Description of the task: Please edit the records from their start up to and including the line with "x=440, y=657", replacing "white pickup truck" with "gray pickup truck" and leaving everything else unchanged. Give back only those lines, without the pictures.

Stored rows:

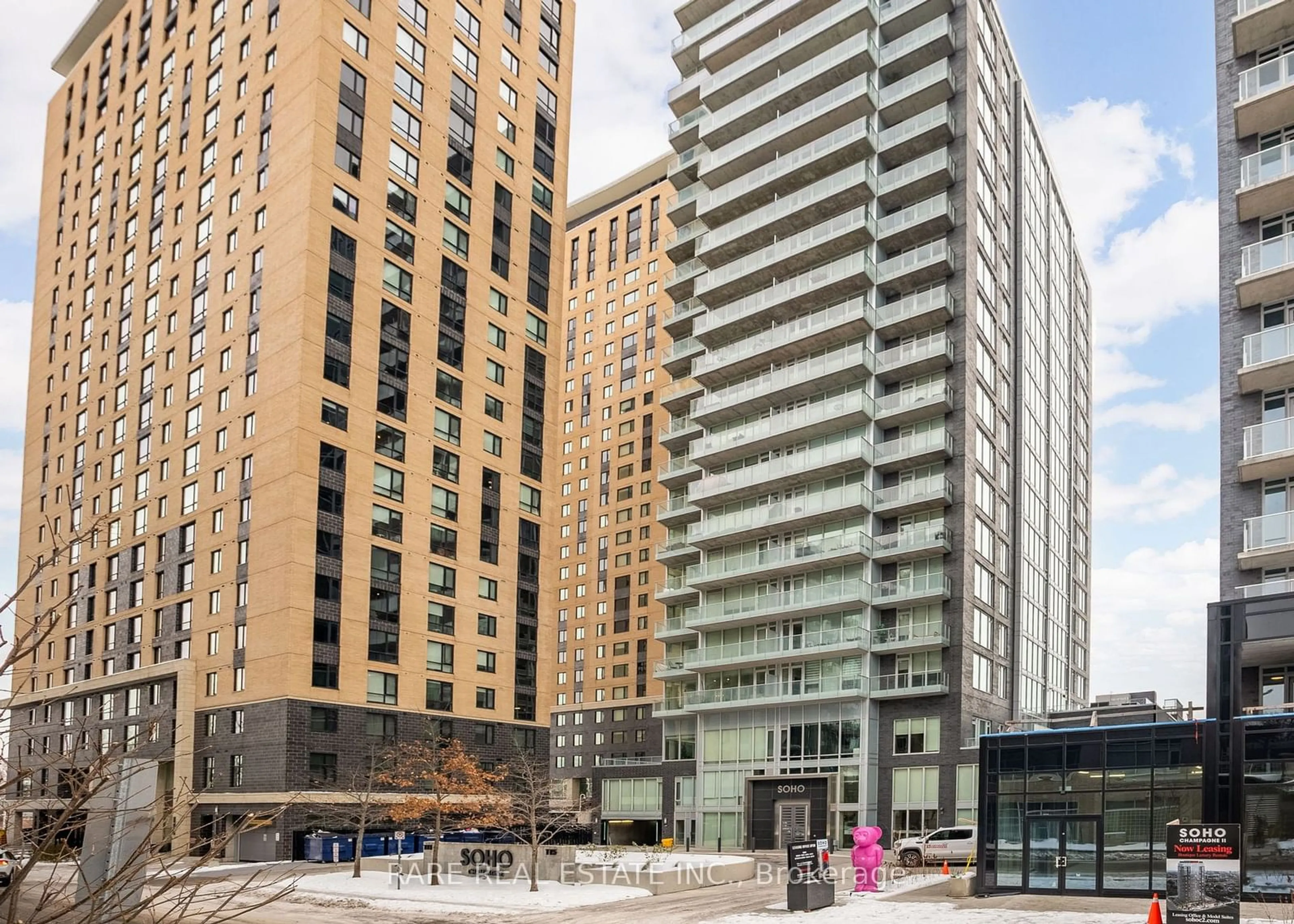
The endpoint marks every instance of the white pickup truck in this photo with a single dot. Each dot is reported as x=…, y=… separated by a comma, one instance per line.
x=946, y=844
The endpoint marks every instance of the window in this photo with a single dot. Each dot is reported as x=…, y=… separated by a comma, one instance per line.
x=346, y=202
x=388, y=482
x=355, y=39
x=917, y=736
x=382, y=688
x=465, y=57
x=440, y=657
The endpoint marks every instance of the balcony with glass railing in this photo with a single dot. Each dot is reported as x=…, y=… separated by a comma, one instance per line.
x=793, y=89
x=1269, y=541
x=686, y=95
x=805, y=334
x=919, y=135
x=679, y=472
x=913, y=51
x=917, y=358
x=784, y=692
x=677, y=553
x=810, y=465
x=915, y=450
x=918, y=589
x=913, y=637
x=798, y=602
x=677, y=358
x=919, y=311
x=677, y=512
x=679, y=433
x=825, y=241
x=1260, y=24
x=794, y=513
x=677, y=318
x=829, y=416
x=917, y=223
x=1266, y=95
x=822, y=285
x=1267, y=359
x=686, y=131
x=786, y=51
x=808, y=646
x=923, y=541
x=783, y=560
x=914, y=404
x=923, y=493
x=918, y=92
x=787, y=172
x=680, y=394
x=681, y=206
x=902, y=16
x=1266, y=183
x=1266, y=271
x=676, y=591
x=681, y=244
x=1267, y=588
x=796, y=380
x=798, y=127
x=915, y=180
x=673, y=628
x=763, y=226
x=1269, y=451
x=895, y=687
x=928, y=263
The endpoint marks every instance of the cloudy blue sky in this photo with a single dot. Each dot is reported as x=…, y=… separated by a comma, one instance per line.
x=1130, y=122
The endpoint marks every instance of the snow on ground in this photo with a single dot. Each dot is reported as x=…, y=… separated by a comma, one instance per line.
x=456, y=893
x=640, y=860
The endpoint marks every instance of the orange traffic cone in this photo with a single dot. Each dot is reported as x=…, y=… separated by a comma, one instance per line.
x=1153, y=918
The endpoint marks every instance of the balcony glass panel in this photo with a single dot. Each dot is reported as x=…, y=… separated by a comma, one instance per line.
x=1258, y=258
x=791, y=509
x=779, y=556
x=784, y=334
x=790, y=375
x=1266, y=165
x=841, y=95
x=1274, y=437
x=1267, y=77
x=1262, y=532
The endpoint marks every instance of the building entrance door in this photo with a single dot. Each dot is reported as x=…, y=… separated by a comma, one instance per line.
x=793, y=824
x=1061, y=855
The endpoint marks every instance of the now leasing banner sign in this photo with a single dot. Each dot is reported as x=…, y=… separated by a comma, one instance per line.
x=1204, y=874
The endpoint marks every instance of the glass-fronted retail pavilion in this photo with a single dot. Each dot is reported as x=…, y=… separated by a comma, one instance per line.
x=1085, y=810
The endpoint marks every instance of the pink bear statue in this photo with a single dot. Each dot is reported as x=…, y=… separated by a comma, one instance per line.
x=867, y=857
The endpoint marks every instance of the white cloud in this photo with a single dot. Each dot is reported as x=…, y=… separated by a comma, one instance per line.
x=1190, y=415
x=1152, y=275
x=15, y=318
x=1148, y=620
x=1159, y=495
x=1113, y=375
x=35, y=34
x=623, y=74
x=1107, y=157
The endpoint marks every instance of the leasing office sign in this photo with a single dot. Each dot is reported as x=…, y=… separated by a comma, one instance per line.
x=1204, y=877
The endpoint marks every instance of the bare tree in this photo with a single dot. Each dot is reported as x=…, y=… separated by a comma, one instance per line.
x=444, y=781
x=121, y=875
x=534, y=815
x=365, y=801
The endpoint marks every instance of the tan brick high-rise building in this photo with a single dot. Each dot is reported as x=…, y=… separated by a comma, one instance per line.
x=296, y=346
x=614, y=483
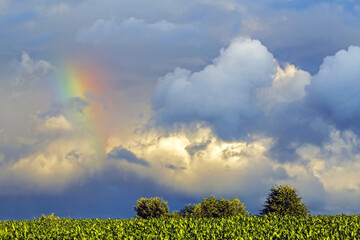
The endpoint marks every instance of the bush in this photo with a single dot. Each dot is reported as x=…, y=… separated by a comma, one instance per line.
x=211, y=207
x=283, y=200
x=151, y=208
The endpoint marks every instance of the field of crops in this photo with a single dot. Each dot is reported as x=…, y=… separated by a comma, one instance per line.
x=274, y=227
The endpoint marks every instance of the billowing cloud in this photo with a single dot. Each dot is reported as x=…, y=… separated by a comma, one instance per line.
x=335, y=90
x=242, y=84
x=262, y=112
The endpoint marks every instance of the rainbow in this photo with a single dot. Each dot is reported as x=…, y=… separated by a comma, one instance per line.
x=83, y=82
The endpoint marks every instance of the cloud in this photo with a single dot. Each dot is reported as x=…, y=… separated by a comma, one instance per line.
x=130, y=30
x=124, y=154
x=232, y=93
x=57, y=123
x=288, y=85
x=335, y=90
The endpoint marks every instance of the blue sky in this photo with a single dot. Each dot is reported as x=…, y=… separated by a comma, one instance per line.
x=104, y=102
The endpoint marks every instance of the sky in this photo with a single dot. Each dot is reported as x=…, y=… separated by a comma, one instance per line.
x=104, y=102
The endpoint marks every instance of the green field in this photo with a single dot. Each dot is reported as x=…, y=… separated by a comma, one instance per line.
x=254, y=227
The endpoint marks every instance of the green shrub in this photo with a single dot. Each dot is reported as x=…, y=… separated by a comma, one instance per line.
x=283, y=200
x=211, y=207
x=151, y=208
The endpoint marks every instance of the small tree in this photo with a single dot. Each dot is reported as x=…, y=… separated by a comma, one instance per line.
x=151, y=208
x=211, y=207
x=283, y=200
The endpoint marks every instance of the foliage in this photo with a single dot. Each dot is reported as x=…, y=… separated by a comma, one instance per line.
x=48, y=218
x=238, y=227
x=211, y=207
x=283, y=200
x=151, y=208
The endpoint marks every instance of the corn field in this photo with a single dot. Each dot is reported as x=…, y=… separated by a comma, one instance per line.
x=249, y=227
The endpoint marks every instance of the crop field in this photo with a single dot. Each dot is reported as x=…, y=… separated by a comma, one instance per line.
x=251, y=227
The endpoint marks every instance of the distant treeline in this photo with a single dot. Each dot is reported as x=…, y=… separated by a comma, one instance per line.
x=282, y=200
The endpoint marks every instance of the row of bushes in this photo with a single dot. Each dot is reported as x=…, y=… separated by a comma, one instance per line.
x=282, y=200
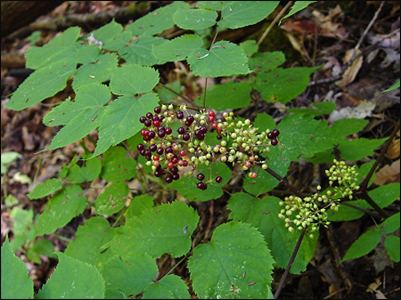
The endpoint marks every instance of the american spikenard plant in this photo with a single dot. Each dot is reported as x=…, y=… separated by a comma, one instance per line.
x=146, y=134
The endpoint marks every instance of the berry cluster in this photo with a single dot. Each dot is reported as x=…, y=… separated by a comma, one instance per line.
x=312, y=211
x=166, y=152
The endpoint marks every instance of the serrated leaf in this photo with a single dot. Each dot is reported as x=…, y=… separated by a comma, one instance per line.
x=163, y=229
x=237, y=14
x=228, y=95
x=188, y=189
x=266, y=61
x=133, y=79
x=112, y=199
x=391, y=224
x=178, y=48
x=90, y=97
x=138, y=205
x=194, y=19
x=223, y=59
x=120, y=120
x=358, y=148
x=128, y=275
x=60, y=209
x=140, y=51
x=108, y=32
x=45, y=188
x=89, y=172
x=249, y=47
x=61, y=48
x=236, y=263
x=15, y=282
x=169, y=287
x=89, y=240
x=42, y=84
x=263, y=214
x=363, y=245
x=95, y=72
x=283, y=85
x=156, y=21
x=73, y=279
x=392, y=244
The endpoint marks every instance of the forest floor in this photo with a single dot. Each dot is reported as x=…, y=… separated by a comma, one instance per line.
x=323, y=34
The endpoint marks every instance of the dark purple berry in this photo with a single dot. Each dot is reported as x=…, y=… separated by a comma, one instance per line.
x=200, y=176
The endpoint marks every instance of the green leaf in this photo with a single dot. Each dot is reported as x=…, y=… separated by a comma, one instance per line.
x=237, y=14
x=140, y=51
x=321, y=108
x=359, y=148
x=42, y=84
x=228, y=95
x=169, y=287
x=194, y=19
x=90, y=98
x=133, y=79
x=363, y=245
x=249, y=47
x=223, y=59
x=108, y=32
x=82, y=174
x=112, y=199
x=386, y=194
x=391, y=224
x=61, y=48
x=392, y=244
x=266, y=61
x=263, y=215
x=89, y=240
x=298, y=6
x=45, y=188
x=283, y=85
x=138, y=205
x=42, y=247
x=73, y=279
x=128, y=275
x=60, y=209
x=393, y=87
x=178, y=48
x=15, y=282
x=156, y=21
x=163, y=229
x=120, y=119
x=188, y=189
x=95, y=72
x=236, y=263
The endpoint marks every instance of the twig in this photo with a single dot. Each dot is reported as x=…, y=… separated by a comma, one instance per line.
x=287, y=270
x=273, y=23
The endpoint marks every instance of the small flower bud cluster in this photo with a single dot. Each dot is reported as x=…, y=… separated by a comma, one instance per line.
x=311, y=212
x=166, y=152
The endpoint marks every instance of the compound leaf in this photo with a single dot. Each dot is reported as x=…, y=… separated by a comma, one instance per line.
x=263, y=214
x=42, y=84
x=237, y=14
x=194, y=19
x=60, y=209
x=236, y=263
x=73, y=279
x=120, y=119
x=169, y=287
x=178, y=48
x=163, y=229
x=15, y=282
x=223, y=59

The answer:
The endpoint marks every instance of the gray pickup truck in this photo with a single dot. Each dot is reported as x=…, y=… separated by a comma, one instance per line.
x=946, y=844
The endpoint marks every instance of the window in this photo with a single dot. Each dot is reported as x=…, y=… separated by a comma, one instance per line.
x=346, y=202
x=388, y=482
x=355, y=39
x=917, y=736
x=382, y=688
x=465, y=57
x=440, y=657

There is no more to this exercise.